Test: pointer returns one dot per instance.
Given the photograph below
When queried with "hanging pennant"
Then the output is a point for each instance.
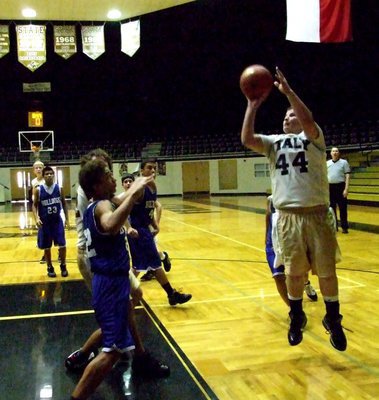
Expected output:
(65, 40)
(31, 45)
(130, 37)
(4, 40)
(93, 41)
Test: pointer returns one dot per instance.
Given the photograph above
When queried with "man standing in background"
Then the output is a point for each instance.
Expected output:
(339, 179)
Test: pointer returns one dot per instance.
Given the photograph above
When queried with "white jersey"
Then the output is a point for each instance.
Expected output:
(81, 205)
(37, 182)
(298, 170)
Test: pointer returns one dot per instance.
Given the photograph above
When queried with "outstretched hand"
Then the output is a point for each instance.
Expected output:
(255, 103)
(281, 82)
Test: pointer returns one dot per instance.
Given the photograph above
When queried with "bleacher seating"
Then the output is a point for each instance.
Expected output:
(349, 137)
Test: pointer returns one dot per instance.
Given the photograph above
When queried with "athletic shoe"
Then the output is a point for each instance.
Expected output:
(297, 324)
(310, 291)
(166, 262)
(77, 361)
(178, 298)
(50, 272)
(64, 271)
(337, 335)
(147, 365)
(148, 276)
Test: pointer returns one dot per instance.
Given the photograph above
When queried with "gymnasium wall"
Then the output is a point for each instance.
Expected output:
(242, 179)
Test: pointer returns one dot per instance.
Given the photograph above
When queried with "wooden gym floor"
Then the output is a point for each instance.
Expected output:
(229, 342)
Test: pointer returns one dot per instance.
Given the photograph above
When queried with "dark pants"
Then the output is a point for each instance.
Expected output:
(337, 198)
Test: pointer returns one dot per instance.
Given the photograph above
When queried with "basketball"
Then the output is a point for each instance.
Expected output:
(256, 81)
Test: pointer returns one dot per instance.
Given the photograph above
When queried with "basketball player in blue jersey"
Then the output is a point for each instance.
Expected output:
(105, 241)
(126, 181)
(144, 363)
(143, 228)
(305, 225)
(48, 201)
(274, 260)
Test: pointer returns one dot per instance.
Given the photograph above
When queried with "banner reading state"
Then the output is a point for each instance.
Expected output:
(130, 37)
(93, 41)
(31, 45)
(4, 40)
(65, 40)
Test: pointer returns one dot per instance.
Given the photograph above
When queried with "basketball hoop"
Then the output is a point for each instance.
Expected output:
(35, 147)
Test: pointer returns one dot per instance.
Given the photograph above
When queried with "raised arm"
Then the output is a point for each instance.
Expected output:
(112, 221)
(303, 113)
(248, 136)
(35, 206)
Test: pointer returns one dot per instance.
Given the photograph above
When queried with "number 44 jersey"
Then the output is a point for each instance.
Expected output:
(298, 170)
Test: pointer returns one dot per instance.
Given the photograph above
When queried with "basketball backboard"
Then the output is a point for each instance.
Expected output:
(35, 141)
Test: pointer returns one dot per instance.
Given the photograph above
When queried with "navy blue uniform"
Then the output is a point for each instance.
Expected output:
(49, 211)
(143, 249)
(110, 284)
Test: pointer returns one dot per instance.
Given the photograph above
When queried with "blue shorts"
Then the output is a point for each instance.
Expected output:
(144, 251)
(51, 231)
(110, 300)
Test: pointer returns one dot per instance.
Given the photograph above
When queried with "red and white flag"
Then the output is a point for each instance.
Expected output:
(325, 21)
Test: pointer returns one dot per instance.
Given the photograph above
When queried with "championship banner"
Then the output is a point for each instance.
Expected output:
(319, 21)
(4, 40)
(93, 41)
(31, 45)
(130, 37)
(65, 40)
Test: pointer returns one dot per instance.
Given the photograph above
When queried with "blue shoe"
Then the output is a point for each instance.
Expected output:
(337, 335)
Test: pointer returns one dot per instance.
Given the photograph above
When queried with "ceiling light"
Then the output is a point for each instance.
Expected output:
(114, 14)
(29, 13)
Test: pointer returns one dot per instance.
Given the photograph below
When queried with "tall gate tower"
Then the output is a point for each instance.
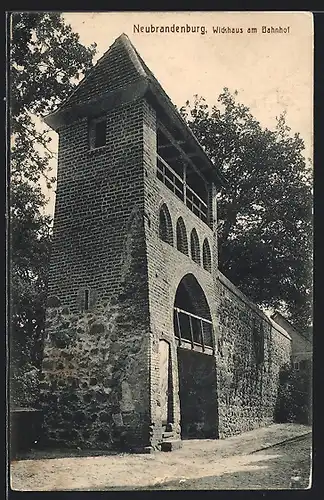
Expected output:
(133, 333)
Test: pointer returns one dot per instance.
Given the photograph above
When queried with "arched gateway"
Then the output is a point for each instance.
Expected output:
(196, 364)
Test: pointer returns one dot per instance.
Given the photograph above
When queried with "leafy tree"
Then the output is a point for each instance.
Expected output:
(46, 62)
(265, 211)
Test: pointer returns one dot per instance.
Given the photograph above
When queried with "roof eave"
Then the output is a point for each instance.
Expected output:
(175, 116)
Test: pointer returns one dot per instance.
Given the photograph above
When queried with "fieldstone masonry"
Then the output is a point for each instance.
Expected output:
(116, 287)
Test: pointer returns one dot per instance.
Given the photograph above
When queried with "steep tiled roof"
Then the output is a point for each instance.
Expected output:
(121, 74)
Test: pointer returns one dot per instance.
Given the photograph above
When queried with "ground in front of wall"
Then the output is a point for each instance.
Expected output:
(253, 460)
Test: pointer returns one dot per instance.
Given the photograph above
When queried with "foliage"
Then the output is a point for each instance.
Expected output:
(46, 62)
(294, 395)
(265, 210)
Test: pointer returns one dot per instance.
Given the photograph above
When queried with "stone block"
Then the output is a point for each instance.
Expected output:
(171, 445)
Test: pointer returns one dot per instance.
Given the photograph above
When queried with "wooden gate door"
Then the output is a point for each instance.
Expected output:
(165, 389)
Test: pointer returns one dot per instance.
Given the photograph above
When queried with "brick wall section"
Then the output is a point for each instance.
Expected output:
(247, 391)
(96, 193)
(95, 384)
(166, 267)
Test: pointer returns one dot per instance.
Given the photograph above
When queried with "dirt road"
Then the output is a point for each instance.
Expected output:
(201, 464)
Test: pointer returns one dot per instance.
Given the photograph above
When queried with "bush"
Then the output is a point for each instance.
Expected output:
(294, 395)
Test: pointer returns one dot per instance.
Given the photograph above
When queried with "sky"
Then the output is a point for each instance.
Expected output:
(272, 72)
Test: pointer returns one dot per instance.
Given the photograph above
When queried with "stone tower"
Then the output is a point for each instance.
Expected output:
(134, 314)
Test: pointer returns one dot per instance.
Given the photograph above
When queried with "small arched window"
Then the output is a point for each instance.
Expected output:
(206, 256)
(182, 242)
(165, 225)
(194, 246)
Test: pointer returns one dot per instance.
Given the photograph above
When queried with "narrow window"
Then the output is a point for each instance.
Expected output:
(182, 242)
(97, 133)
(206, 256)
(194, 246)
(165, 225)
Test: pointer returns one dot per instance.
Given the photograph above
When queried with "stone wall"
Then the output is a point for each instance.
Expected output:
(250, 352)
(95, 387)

• **Written exercise**
Quote the preceding records in their entirety, excluding every picture.

• **Right answer**
Test: pointer returns one dot per instance.
Given the photograph below
When queried with "hanging pennant"
Then the output is a point for each instance.
Expected output:
(65, 40)
(31, 45)
(130, 37)
(4, 40)
(93, 41)
Test: pointer returns one dot per instance.
Given the photograph above
When queried with "man standing in background"
Then the output is a point for each instance.
Expected output:
(339, 179)
Test: pointer returns one dot per instance.
Given the photograph above
When queried with "white jersey"
Then the output is a point for each instance.
Expected output:
(81, 205)
(37, 182)
(298, 170)
Test: pointer returns one dot per instance.
Given the photograph above
When queried with "outstretched hand"
Then the output is a point for each instance.
Expected output:
(255, 103)
(281, 82)
Test: pointer returns one dot per instance.
Given the photograph above
When queried with "bleacher seating"
Then the output is a point for each instance.
Expected output:
(349, 137)
Test: pointer returns one dot per instance.
Given the photograph above
When queried with "athletic shoe"
Then the output is a point for each instance.
Expected output:
(297, 324)
(310, 291)
(166, 262)
(77, 361)
(178, 298)
(50, 272)
(64, 271)
(337, 335)
(147, 365)
(148, 276)
Test: pointer returns one dot per instance.
Given the photograph above
When queried with "gymnasium wall"
Then the output is a point for each instance.
Expected output:
(242, 179)
Test: pointer returns one dot per instance.
Given the photograph above
When queried with "wooden gym floor"
Then the output is a point for each instance.
Expected output:
(229, 342)
Test: pointer returns one dot per instance.
Given the photograph above
When queried with "dark pants"
Then the output is a point for each instance.
Expected output:
(337, 198)
Test: pointer returns one dot per instance.
Given the photograph above
When queried with "basketball"
Then the output is a point for each instance.
Expected output:
(256, 81)
Test: pointer returns one dot per instance.
Given the photograph above
When queried with "basketball player in blue jersey"
Then the output is a point for each instance.
Expected output:
(105, 241)
(126, 181)
(144, 363)
(143, 228)
(305, 225)
(48, 201)
(274, 260)
Test: pointer returns one dot per instance.
Given the photograph above
When queried with "banner reading state"
Then the output is a point for each instance.
Expected output:
(130, 37)
(93, 41)
(31, 45)
(4, 40)
(65, 40)
Test: pointer returns one dot per instance.
Given the photograph above
When queried with "basketball hoop"
Then the output is a point for each instance.
Expected output:
(35, 147)
Test: pointer returns one dot per instance.
Given the photograph above
When queried with "raised arm"
Then the output is a point for each instance.
Expected output:
(112, 221)
(303, 113)
(248, 136)
(35, 206)
Test: pointer returns one dot per instance.
Given the photograph above
When queried with "number 44 jersey"
Then the output is a point for each instance.
Expected output:
(298, 170)
Test: pointer returns one dot per instance.
Given the photograph above
When queried with "basketball backboard"
Then the output is a point for each instance.
Expected output:
(35, 141)
Test: pointer returns one dot per instance.
Given the photograph above
When queried with "navy blue uniform"
Then the output is a point for each instance.
Expected output:
(49, 211)
(143, 249)
(110, 284)
Test: pointer returns one dot per instance.
Given the photograph above
When queried with "blue shorts"
Then the output is a point for each instance.
Expected output:
(144, 251)
(51, 231)
(110, 300)
Test: pointer returns one dot per instance.
Given the photograph above
When queried with "red and white flag"
Then the output is a point for each instance.
Expected output:
(325, 21)
Test: pointer returns one dot per instance.
Given the photograph above
When queried with "championship banner"
Then the output is a point for each instance.
Expected output:
(319, 21)
(4, 40)
(93, 41)
(31, 45)
(130, 37)
(65, 40)
Test: pointer returns one dot per instance.
Given the photograph above
When queried with "blue shoe"
Then the output is a point for each instance.
Expected output:
(337, 335)
Test: pointer returns one dot per instance.
Given the photograph above
When queried with "ceiling light"
Then the output is a point for each instance.
Expected output:
(114, 14)
(29, 13)
Test: pointer returns one dot per instance.
Given the photograph below
When queried with "tall gate tower"
Then the output is a point for each instance.
Expected output:
(133, 333)
Test: pointer returns one dot per instance.
Given the photograph above
When queried with "arched gateway"
Then the output is a point for each instance.
Expected output:
(196, 364)
Test: pointer returns one dot per instance.
Given the photograph above
When queried with "leafy tree"
Then the output is a point for each instance.
Expected output:
(46, 62)
(265, 211)
Test: pointer returns one dot per instance.
Given the photograph above
When queried with "roof eave"
Then the output is a point for each instance.
Expected output:
(175, 116)
Test: pointer returns one dot per instance.
Given the photograph above
When queried with "fieldstone masonry"
Then the output is a point for each instance.
Expected output:
(116, 287)
Test: pointer returns one dot per instance.
Given the photograph above
When queried with "steep tiled roof"
Then the output is a point for each instance.
Expected output:
(121, 74)
Test: pointer returns one dot per instance.
Given the photograph above
When queried with "ground in front of wall"
Then the output is a point for each instance.
Expected output:
(253, 460)
Test: pointer returns one dot per instance.
Given the photograph above
When queried with "foliage"
Then the output is a point for each instance.
Expected output:
(46, 62)
(294, 395)
(265, 210)
Test: pointer returns one dot per instance.
Given the photograph above
When queried with "stone block"
Then the output is a point for each instance.
Expected output:
(171, 445)
Test: pointer returns one dot per instance.
Given the photograph above
When queried with "wooden gate door"
Then the output is a point for each instance.
Expected output:
(165, 389)
Test: pointer returns one dot per instance.
Given the photograph above
When queried with "brick wall section"
Then the output is a point for each instance.
Expected output:
(247, 391)
(96, 193)
(95, 384)
(166, 267)
Test: pointer returns one dot per instance.
Given the photograph above
When queried with "dirt road"
Then the output is a point for each instance.
Expected output:
(201, 464)
Test: pointer returns one dot per instance.
Given the photograph above
When queried with "bush"
Then the output is a point for each instance.
Expected output:
(294, 395)
Test: pointer returns one dot per instance.
Given the photograph above
When queried with "sky"
Then the output is a point for each instance.
Expected output:
(272, 72)
Test: pointer returns one dot per instance.
Given the photograph above
When queried with "stone tower"
Then the output is a point for each instance.
Expected output:
(134, 314)
Test: pointer returns one dot per instance.
Given the photograph above
When queried with "small arched window"
Then the output is a point for each instance.
Expected output:
(206, 256)
(182, 242)
(165, 225)
(194, 246)
Test: pointer returns one dot per instance.
Given the photograph above
When queried with "narrow window"
Then the output is a point for each instance.
Expected output:
(182, 242)
(97, 133)
(206, 256)
(194, 246)
(165, 225)
Test: pointer returns one dot per instance.
Given the photograph above
When queried with "stone wall"
Then the output is a point for each instance.
Expected output:
(250, 352)
(95, 387)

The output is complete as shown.